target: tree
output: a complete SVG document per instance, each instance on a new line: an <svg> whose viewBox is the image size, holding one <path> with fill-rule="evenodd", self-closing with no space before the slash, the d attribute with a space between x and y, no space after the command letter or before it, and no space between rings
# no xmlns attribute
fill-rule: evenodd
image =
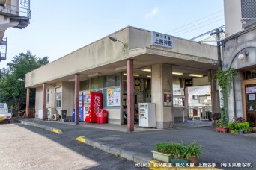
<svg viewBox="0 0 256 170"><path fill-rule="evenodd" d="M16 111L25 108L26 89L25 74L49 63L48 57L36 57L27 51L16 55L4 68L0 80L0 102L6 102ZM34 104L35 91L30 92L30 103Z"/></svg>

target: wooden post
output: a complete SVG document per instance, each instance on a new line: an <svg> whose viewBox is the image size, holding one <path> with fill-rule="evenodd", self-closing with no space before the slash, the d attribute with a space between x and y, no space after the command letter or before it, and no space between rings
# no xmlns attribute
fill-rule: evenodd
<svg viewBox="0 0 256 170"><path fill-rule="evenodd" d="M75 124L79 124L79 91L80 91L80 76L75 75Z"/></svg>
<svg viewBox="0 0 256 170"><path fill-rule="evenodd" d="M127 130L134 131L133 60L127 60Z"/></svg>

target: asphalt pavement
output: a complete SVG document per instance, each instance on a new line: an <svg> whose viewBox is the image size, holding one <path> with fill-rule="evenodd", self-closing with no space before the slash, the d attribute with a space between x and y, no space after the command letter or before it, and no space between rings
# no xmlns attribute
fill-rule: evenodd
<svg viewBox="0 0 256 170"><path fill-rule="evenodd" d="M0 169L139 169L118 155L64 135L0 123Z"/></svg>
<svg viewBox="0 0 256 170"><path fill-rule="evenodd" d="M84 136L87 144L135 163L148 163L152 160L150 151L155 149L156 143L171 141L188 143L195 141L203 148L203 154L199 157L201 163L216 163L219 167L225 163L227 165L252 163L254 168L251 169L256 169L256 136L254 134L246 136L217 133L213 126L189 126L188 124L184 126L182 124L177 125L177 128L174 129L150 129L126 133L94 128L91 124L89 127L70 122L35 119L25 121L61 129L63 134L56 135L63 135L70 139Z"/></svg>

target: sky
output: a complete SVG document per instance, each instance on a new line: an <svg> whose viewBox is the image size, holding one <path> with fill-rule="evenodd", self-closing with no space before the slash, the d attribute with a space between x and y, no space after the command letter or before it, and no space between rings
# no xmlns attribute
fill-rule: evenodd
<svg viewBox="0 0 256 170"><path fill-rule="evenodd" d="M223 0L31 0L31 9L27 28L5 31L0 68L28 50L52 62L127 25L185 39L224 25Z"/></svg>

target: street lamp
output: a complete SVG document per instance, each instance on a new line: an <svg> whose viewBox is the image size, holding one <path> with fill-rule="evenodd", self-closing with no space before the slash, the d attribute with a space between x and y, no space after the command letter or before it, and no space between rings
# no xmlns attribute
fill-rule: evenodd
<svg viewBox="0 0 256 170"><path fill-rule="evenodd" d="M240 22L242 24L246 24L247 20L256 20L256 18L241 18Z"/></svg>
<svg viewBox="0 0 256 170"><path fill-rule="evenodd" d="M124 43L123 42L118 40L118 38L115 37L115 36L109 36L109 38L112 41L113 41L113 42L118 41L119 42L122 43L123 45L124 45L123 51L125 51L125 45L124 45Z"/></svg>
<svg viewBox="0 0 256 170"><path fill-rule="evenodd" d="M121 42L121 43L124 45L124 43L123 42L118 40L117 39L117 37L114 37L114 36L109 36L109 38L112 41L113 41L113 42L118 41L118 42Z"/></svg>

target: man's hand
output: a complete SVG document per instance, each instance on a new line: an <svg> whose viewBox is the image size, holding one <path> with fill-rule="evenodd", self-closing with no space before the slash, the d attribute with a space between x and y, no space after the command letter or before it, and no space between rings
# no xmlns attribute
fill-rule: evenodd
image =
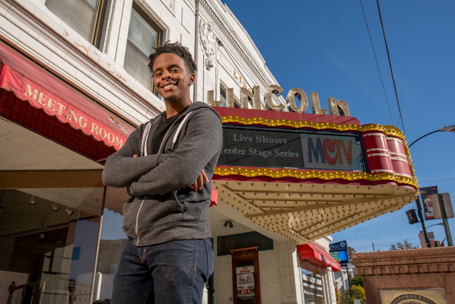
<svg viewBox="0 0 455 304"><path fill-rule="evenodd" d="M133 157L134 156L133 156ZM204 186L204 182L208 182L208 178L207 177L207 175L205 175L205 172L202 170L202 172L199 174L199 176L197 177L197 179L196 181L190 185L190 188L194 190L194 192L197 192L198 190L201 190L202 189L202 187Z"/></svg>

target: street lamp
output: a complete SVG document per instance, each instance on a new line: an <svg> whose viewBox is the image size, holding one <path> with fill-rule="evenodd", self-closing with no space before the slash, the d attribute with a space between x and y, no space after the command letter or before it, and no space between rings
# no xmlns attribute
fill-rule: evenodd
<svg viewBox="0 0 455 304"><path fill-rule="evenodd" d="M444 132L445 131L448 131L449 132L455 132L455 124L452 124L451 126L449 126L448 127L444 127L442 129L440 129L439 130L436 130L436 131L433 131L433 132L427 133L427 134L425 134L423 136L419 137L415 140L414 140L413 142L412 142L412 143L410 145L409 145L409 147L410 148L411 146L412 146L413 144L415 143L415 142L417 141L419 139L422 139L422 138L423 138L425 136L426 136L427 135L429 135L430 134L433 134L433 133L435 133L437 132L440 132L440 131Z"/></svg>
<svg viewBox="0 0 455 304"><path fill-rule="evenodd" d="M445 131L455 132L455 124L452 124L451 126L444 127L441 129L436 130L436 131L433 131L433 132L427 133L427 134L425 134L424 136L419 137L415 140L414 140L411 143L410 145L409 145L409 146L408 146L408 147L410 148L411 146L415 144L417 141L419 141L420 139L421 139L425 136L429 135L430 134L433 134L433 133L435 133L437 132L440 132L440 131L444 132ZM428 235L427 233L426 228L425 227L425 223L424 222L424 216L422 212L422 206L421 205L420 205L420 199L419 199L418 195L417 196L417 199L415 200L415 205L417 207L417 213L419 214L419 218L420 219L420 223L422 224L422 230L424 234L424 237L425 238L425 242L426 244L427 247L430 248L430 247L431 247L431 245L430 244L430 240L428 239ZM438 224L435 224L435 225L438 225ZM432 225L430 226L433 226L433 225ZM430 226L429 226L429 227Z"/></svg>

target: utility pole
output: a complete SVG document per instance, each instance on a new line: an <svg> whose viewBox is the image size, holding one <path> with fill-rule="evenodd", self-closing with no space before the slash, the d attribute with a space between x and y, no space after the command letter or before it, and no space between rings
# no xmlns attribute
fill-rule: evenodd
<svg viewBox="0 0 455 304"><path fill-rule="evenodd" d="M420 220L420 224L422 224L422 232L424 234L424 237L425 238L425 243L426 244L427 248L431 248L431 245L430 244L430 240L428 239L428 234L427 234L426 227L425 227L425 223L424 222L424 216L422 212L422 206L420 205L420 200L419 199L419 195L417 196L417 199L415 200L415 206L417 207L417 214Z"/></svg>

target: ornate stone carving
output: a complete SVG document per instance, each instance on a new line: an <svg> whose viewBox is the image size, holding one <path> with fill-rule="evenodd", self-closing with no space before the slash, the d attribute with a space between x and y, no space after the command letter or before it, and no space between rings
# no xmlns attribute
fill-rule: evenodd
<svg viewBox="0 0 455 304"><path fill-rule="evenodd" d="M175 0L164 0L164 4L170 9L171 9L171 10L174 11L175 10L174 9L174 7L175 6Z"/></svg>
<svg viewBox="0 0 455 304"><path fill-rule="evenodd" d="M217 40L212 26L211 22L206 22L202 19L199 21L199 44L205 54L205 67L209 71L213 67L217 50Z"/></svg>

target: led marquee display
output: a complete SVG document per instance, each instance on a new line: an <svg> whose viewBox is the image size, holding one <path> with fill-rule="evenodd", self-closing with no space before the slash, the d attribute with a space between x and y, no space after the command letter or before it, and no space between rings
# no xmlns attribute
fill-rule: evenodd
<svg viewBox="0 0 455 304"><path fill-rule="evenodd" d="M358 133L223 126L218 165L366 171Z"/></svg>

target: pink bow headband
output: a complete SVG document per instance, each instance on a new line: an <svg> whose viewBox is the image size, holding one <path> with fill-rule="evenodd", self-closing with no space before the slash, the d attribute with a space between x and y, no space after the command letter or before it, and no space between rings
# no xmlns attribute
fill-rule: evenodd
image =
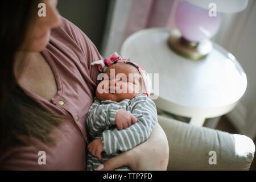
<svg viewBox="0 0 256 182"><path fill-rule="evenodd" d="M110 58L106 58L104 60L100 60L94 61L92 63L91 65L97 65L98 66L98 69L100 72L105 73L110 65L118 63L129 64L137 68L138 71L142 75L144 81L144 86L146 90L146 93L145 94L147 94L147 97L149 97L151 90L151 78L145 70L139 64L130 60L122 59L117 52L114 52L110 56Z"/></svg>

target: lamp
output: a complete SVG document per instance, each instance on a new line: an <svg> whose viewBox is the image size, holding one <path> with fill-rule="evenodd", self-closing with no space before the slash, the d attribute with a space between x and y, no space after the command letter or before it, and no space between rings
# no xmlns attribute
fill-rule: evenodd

Task brief -> Give the data from the line containing "target: asphalt pavement" down to the line containing "0L31 0L31 9L27" as a two-column CSV headed spec and result. Put one row per "target:" block, with the block's text in spec and its SVG answer in result, each in one quoted field with line breaks turned into spaces.

Reply ->
spec,result
"target: asphalt pavement output: a complete SVG document per instance, each instance on a new line: an <svg> whose viewBox is the image size, holding one <path> with fill-rule=""evenodd"", self-closing with no space before the slash, the d attribute with a space between x and y, no space after the command letter or before it, and no space between rings # no xmlns attribute fill-rule: evenodd","<svg viewBox=""0 0 256 170""><path fill-rule=""evenodd"" d=""M0 169L139 169L118 155L64 135L0 123Z""/></svg> <svg viewBox=""0 0 256 170""><path fill-rule=""evenodd"" d=""M84 136L87 144L135 163L148 163L152 160L150 151L155 149L156 143L171 141L188 143L195 141L203 148L203 154L199 157L201 163L216 163L219 167L225 163L227 165L252 163L254 168L251 169L256 169L256 136L254 134L246 136L217 133L213 126L189 126L188 124L184 126L182 124L177 125L177 128L174 129L150 129L126 133L94 128L91 124L89 127L70 122L35 119L25 121L61 129L63 134L56 135L63 135L70 139Z""/></svg>"
"target: sky output: a complete SVG document per instance, each instance on a new line: an <svg> whose viewBox is the image size, holding one <path> with fill-rule=""evenodd"", self-closing with no space before the slash, the d attribute with a space between x and y, no space after the command letter or before it, and no space between rings # no xmlns attribute fill-rule: evenodd","<svg viewBox=""0 0 256 170""><path fill-rule=""evenodd"" d=""M223 0L31 0L31 9L27 28L5 31L0 68L28 50L52 62L127 25L185 39L224 25Z""/></svg>"